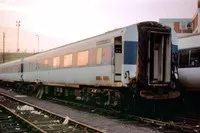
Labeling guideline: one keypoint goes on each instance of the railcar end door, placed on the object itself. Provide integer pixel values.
(117, 59)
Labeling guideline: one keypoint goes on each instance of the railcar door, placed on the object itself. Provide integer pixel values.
(21, 69)
(117, 59)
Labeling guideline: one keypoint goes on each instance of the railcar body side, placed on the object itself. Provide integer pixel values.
(136, 56)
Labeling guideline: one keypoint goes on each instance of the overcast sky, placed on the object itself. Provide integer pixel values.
(77, 19)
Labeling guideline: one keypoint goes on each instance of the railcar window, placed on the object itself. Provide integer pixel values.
(82, 59)
(56, 62)
(184, 58)
(107, 53)
(195, 57)
(46, 62)
(99, 56)
(67, 60)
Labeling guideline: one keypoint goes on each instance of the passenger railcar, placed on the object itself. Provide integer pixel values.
(189, 62)
(109, 69)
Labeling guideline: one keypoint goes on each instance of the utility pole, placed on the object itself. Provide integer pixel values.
(3, 47)
(38, 42)
(18, 25)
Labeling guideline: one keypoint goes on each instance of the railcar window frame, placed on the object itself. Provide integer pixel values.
(56, 62)
(68, 60)
(99, 55)
(81, 58)
(184, 62)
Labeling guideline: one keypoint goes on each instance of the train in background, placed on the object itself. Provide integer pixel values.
(189, 68)
(115, 69)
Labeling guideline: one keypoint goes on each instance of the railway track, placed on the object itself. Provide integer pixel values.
(12, 122)
(44, 120)
(181, 124)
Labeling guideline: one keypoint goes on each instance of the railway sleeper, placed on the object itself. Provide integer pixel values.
(120, 99)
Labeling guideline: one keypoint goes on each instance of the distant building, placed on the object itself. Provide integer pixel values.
(184, 26)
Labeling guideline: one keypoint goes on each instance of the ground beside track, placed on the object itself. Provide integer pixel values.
(107, 124)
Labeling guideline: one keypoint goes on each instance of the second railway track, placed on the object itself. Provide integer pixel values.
(44, 120)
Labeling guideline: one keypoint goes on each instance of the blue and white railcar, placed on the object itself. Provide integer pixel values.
(189, 62)
(139, 58)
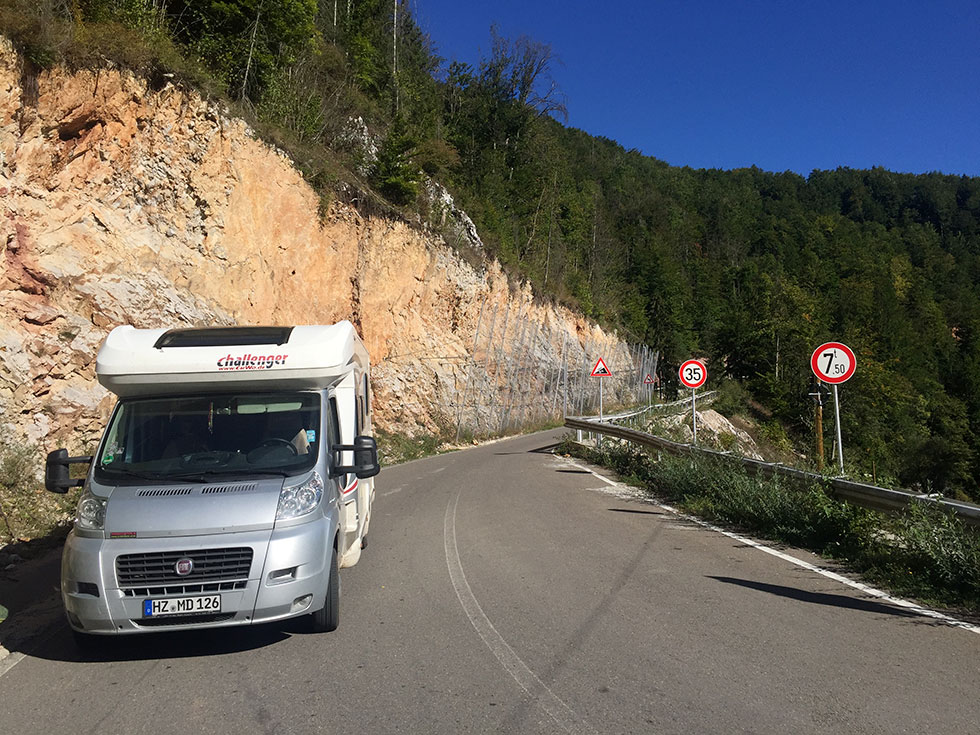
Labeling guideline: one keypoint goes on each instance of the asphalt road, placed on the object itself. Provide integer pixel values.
(509, 590)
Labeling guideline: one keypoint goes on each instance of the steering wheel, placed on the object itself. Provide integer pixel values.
(273, 441)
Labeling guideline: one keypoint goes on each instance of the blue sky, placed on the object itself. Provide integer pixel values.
(795, 85)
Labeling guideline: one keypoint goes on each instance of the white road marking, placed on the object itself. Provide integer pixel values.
(561, 713)
(624, 492)
(8, 660)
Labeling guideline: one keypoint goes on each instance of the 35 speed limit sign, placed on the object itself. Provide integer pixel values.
(833, 362)
(693, 373)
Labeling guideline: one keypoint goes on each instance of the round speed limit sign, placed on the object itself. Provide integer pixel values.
(693, 373)
(833, 362)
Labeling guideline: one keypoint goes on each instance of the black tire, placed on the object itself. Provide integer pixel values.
(327, 618)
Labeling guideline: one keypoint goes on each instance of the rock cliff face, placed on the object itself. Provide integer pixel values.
(121, 204)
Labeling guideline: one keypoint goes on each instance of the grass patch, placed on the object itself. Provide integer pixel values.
(923, 552)
(397, 448)
(27, 510)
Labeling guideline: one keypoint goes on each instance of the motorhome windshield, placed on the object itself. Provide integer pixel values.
(183, 437)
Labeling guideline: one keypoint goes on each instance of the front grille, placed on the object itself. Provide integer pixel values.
(184, 589)
(156, 569)
(183, 620)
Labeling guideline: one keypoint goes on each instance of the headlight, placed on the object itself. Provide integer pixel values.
(299, 500)
(91, 511)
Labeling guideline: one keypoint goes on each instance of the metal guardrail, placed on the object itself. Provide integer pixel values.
(859, 493)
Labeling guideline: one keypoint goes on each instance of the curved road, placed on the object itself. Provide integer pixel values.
(509, 590)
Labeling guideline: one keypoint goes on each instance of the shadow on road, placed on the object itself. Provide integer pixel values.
(546, 449)
(821, 598)
(56, 643)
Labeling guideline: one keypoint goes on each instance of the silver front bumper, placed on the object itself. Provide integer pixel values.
(287, 577)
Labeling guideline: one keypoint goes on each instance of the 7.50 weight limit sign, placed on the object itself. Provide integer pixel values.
(833, 362)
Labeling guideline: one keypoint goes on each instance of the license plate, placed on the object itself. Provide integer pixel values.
(181, 606)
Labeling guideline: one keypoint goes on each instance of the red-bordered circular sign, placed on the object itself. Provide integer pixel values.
(833, 362)
(693, 373)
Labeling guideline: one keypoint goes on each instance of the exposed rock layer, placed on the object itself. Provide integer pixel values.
(120, 204)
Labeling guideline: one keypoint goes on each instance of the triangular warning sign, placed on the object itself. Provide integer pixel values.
(600, 370)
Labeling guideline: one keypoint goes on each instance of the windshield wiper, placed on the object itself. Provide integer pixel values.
(203, 475)
(134, 473)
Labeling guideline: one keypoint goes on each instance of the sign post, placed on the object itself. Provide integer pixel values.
(648, 383)
(599, 370)
(834, 363)
(693, 374)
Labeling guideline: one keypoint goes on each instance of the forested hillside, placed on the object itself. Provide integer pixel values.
(748, 269)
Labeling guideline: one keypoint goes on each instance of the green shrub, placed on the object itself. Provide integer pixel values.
(26, 509)
(922, 552)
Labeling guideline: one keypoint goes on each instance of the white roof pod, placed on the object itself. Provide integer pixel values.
(147, 362)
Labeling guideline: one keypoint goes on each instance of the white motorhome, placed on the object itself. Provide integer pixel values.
(232, 481)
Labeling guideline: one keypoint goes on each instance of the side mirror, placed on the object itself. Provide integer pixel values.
(365, 451)
(56, 478)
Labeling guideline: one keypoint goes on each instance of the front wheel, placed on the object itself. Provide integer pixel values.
(327, 618)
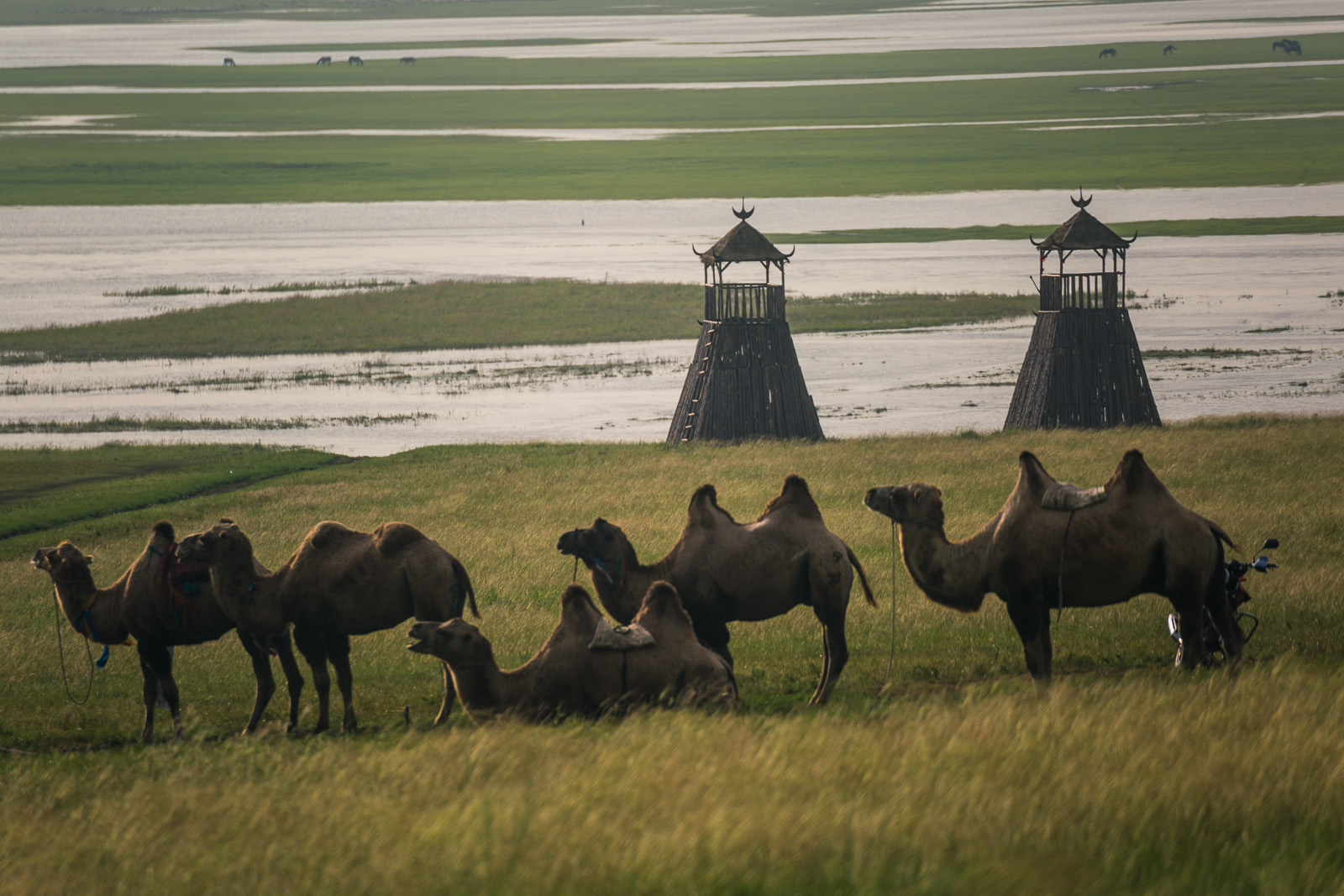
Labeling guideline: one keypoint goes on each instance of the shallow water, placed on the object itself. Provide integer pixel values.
(665, 36)
(60, 262)
(942, 379)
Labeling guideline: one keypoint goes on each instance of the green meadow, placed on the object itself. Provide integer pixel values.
(1209, 128)
(952, 775)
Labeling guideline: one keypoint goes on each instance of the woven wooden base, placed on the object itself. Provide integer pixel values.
(1082, 369)
(745, 382)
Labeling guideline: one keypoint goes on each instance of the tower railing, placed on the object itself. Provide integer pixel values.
(743, 302)
(1068, 291)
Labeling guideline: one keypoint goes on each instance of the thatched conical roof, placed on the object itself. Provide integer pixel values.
(1082, 231)
(743, 244)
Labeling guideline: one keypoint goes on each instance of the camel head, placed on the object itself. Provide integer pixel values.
(456, 642)
(222, 542)
(65, 563)
(600, 547)
(909, 504)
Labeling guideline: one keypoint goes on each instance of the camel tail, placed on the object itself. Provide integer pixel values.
(1221, 537)
(467, 582)
(864, 577)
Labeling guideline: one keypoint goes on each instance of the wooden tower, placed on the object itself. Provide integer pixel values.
(745, 380)
(1082, 367)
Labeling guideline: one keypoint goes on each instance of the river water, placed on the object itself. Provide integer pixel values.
(944, 26)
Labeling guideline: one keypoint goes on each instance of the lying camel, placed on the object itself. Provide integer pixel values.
(160, 610)
(569, 678)
(336, 584)
(1137, 539)
(727, 571)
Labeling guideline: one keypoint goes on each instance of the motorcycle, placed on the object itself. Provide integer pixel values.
(1234, 573)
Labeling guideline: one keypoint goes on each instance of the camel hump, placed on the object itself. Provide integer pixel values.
(1133, 476)
(1032, 473)
(390, 537)
(793, 496)
(662, 610)
(578, 606)
(326, 533)
(705, 510)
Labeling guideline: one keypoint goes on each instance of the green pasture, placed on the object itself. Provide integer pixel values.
(1195, 129)
(1122, 777)
(470, 315)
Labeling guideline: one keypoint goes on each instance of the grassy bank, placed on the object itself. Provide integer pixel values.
(470, 315)
(1216, 128)
(1122, 778)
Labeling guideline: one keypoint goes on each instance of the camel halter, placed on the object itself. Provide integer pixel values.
(60, 649)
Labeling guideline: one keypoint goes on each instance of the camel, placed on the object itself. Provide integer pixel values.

==*==

= Do this =
Every line from the one containing "of the lying" through the end of the entries above must be echoed exactly, with both ends kept.

= Written reply =
Labeling guideline: one keypoint goes on each instance of the lying camel, placed on the object itself. Provide integer pixel values.
(160, 610)
(569, 678)
(336, 584)
(1137, 539)
(727, 571)
Labeling guideline: one keypoint goes on each instance of the motorcycle, placed on the object itself. Provide integer pixel values.
(1234, 573)
Labeling guideline: one keypoint goes on each instance of the camel hump, placed on the object itself. Provide integer pixel values.
(1133, 476)
(1032, 473)
(390, 537)
(793, 496)
(662, 610)
(578, 606)
(326, 533)
(705, 510)
Labeling guideline: one keypoint goes on each instance of the green pasture, placed on the object itself. Provide integer pixel values.
(1195, 129)
(1122, 777)
(470, 315)
Labeling guideline: one keypoint goes on each instance of the grassy bank, placed on the object itself. Provide integer pixel values.
(470, 315)
(1216, 128)
(1122, 778)
Labeling guideline: one keypoint goes on each instance of the camel halter, placed on the object itself. Provide integer pixel values.
(60, 649)
Labeling guideline: one keypoint goes on each instance of the camel, placed on the object itself. Provide integer pixel values.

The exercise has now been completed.